-------- THE RECORDS --------

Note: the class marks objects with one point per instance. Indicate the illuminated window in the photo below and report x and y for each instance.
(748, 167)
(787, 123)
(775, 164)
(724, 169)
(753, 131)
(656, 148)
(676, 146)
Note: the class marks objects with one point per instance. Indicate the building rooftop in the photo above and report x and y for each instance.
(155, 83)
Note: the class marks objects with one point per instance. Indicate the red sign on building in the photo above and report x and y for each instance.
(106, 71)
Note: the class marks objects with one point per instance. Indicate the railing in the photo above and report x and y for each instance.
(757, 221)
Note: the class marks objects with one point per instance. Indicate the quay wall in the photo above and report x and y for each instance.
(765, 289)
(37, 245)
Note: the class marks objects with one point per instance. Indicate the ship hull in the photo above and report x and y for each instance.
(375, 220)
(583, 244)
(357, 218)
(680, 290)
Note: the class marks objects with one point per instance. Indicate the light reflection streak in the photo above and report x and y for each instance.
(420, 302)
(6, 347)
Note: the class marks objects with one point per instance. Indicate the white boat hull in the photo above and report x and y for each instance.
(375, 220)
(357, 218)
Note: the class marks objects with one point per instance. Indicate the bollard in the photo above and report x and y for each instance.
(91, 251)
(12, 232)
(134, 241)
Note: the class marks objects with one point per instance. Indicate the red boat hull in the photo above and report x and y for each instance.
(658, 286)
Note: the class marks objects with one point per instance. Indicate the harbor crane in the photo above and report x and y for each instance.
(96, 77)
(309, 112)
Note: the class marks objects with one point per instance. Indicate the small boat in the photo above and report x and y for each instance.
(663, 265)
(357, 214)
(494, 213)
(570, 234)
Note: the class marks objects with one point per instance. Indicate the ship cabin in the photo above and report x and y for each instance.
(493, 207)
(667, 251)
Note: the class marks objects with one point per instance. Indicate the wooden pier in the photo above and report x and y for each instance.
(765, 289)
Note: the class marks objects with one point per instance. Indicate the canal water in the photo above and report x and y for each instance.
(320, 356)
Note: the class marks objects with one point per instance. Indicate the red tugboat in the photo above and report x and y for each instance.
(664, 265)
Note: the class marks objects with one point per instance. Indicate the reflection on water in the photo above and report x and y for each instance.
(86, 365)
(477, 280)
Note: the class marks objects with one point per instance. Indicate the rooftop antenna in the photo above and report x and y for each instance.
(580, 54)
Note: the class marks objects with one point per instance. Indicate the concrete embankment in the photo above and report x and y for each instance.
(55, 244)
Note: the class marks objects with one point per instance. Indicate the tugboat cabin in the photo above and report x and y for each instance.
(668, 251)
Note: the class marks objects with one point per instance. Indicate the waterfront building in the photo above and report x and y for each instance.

--------

# YOUR TASK
The lines from the one holding "Indicate the rooftop" to the final line of the entries, both included, are what should be output, exactly and alone.

# YOUR SOLUTION
Note: the class marks objects with one point per instance. Indicate the rooftop antenna in the photo above and report x and y for each instance.
(580, 54)
Note: the class marks objects with one point per instance. Indicate the concrete embankment in the photo above and report x and y for each instance.
(55, 244)
Note: the class marks objects with one point per instance. Indicate the tugboat cabin in the photo above and report x and y for each instance.
(668, 251)
Note: the class marks objects with one point per instance. Indicate the waterfront building in the photo above and report x and y for each instance.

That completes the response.